#### [Task description]
Copy every record verbatim but exclude the pictures.

Saved entries:
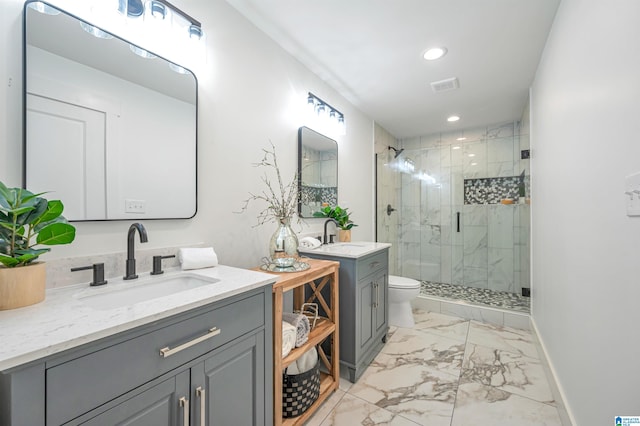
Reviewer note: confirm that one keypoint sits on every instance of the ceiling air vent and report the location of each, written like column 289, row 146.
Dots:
column 445, row 85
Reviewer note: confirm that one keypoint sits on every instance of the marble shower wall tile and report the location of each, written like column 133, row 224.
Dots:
column 500, row 220
column 422, row 205
column 475, row 215
column 475, row 246
column 500, row 273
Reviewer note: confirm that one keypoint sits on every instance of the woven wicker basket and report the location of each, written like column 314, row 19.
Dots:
column 300, row 391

#### [Expected answer]
Reviewer note: confirm that one keypoint sits on every instance of the ceiling air vent and report the location of each, written like column 289, row 146.
Dots:
column 445, row 85
Reviewer note: confirm that one keypoint sits on every instance of the marble shower wall tile and report the location of each, written like column 133, row 224.
Dots:
column 500, row 220
column 422, row 205
column 475, row 215
column 475, row 246
column 500, row 273
Reviewer note: confirm that one keypoint sits on every instance of the woven wicker basket and report the location of each, written like column 314, row 19.
Dots:
column 300, row 391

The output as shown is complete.